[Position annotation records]
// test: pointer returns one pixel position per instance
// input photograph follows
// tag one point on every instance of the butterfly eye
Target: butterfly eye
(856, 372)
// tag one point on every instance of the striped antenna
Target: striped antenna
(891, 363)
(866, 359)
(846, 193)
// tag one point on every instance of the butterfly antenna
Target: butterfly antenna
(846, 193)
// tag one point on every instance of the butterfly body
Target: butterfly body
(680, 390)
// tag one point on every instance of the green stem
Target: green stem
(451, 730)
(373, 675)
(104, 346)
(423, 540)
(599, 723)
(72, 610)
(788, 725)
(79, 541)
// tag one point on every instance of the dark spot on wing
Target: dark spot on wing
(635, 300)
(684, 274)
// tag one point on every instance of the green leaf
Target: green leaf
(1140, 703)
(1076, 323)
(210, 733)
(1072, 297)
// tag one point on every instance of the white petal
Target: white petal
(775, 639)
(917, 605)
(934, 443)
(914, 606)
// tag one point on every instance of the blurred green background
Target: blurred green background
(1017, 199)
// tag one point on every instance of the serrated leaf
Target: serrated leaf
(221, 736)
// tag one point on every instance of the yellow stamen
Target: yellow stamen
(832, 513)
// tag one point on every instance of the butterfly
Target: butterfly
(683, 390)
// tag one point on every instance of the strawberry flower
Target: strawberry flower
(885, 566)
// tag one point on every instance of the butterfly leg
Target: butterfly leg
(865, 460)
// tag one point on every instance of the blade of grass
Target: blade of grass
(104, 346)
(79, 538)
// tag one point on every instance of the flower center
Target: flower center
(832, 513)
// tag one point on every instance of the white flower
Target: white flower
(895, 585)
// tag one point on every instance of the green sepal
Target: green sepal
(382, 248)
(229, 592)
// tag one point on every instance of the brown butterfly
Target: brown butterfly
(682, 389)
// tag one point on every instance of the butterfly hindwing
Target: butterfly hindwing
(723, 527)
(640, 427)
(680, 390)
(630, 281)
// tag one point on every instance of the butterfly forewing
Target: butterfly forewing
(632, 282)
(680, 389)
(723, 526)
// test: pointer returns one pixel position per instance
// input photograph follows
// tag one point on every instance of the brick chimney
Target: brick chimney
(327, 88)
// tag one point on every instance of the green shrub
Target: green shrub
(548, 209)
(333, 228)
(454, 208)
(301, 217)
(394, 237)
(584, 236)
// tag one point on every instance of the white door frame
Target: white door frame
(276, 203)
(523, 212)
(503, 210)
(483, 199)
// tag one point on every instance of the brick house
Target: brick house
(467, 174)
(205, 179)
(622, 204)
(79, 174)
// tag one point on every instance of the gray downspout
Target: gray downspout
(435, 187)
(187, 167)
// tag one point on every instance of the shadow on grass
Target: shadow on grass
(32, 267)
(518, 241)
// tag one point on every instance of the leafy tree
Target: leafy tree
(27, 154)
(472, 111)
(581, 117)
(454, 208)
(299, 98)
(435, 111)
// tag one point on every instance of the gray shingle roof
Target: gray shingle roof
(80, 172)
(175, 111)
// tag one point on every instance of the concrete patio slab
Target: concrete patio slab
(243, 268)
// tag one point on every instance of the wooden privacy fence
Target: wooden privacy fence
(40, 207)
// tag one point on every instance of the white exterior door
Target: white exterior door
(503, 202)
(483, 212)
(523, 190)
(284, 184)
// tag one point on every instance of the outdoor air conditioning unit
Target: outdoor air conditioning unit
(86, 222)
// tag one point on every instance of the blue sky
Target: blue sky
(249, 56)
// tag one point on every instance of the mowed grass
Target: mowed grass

* **Written request**
Recast every line of the records above as a numbered list, leaving out any blank lines.

* **Answer below**
1. // test: pointer returns one pixel position per instance
2. // input photograph follows
3. // tag one point on every instance of the butterfly eye
4. Target: butterfly eye
5. (856, 372)
6. // tag one point on every instance of the striped antenna
7. Target: striped antenna
8. (891, 363)
9. (866, 359)
10. (846, 193)
11. // tag one point on every instance of the butterfly antenna
12. Target: butterfly antenna
13. (846, 193)
14. // tag one point on every instance of the butterfly body
15. Target: butterfly body
16. (680, 390)
17. // tag one point on every instance of the green stem
18. Target: green stem
19. (451, 730)
20. (373, 675)
21. (104, 346)
22. (423, 540)
23. (599, 723)
24. (72, 610)
25. (788, 725)
26. (79, 541)
27. // tag one point on every instance of the dark spot on wing
28. Target: dark spot on wing
29. (635, 300)
30. (684, 274)
31. // tag one point on every instance of the green leaf
32. Target: green leaf
33. (1140, 703)
34. (1076, 323)
35. (210, 733)
36. (1072, 297)
37. // tag one point on every instance of the white petal
38. Target: white petal
39. (775, 639)
40. (917, 605)
41. (934, 443)
42. (914, 606)
43. // tag one point on every instance of the blurred green background
44. Target: blurred green background
45. (1017, 199)
46. // tag one point on every instance of the serrated leaf
47. Target: serrated leaf
48. (221, 736)
49. // tag one point on every instance of the yellow stamen
50. Target: yellow stamen
51. (832, 513)
52. // tag one point on every instance of the butterfly
53. Target: butterfly
54. (683, 390)
55. // tag one point on every instance of the strawberry flower
56. Target: strawberry flower
57. (885, 566)
58. // tag one point on every instance of the butterfly leg
59. Target: butterfly leg
60. (865, 460)
61. // tag one point on every instance of the blade of grass
62. Target: blade of grass
63. (104, 346)
64. (79, 538)
65. // tag one point on every instance of the flower center
66. Target: flower center
67. (832, 513)
68. // tag one point on every instance of the white flower
69. Target: white flower
70. (895, 585)
71. // tag one point on every instance of the green sepal
72. Target: green sepal
73. (382, 248)
74. (229, 592)
75. // tag one point on every instance of the brown butterfly
76. Target: brown butterfly
77. (682, 389)
78. // tag one point on every instance of the butterfly hindwing
79. Target: butterfly hindwing
80. (723, 527)
81. (640, 427)
82. (680, 390)
83. (630, 281)
84. // tag one point on every instance of the butterfly forewing
85. Target: butterfly forewing
86. (632, 282)
87. (680, 389)
88. (723, 526)
89. // test: pointer returns one pixel position per instance
90. // input photograph follows
91. // tag one point on every instance of the brick chimney
92. Target: brick chimney
93. (327, 88)
94. // tag one point on every instance of the green shrub
95. Target: green shrub
96. (548, 209)
97. (333, 228)
98. (454, 208)
99. (301, 217)
100. (394, 237)
101. (584, 236)
102. // tag one point on every instance of the white door frame
103. Target: white door frame
104. (276, 203)
105. (523, 212)
106. (503, 210)
107. (483, 199)
108. // tag one point on every instance of the brick house
109. Target: brick house
110. (467, 174)
111. (205, 179)
112. (622, 204)
113. (79, 174)
114. // tag one point on every instance of the gray downspout
115. Target: gray downspout
116. (435, 187)
117. (187, 167)
118. // tag one point on every instance of the shadow on grass
119. Target: shadow on grass
120. (32, 267)
121. (518, 241)
122. // tag one point on every instance of the leafy tree
123. Target: leafy tree
124. (27, 154)
125. (472, 111)
126. (581, 117)
127. (454, 208)
128. (299, 98)
129. (435, 111)
130. // tag one point on every instance of the gray shingle roof
131. Target: gray shingle roof
132. (80, 172)
133. (175, 111)
134. // tag one point on every instance of the concrete patio slab
135. Target: concrete patio slab
136. (243, 268)
137. // tag one point on every instance of the wooden privacy fence
138. Target: wooden privacy fence
139. (40, 207)
140. // tag one point on every instance of the white exterior door
141. Target: white exterior door
142. (503, 202)
143. (483, 212)
144. (523, 190)
145. (284, 184)
146. // tag one point on every instance of the outdoor air conditioning unit
147. Target: outdoor air conditioning unit
148. (86, 222)
149. // tag one point on every instance of the blue sky
150. Target: blue sky
151. (249, 56)
152. // tag one point on every instance of the mowed grass
153. Target: mowed grass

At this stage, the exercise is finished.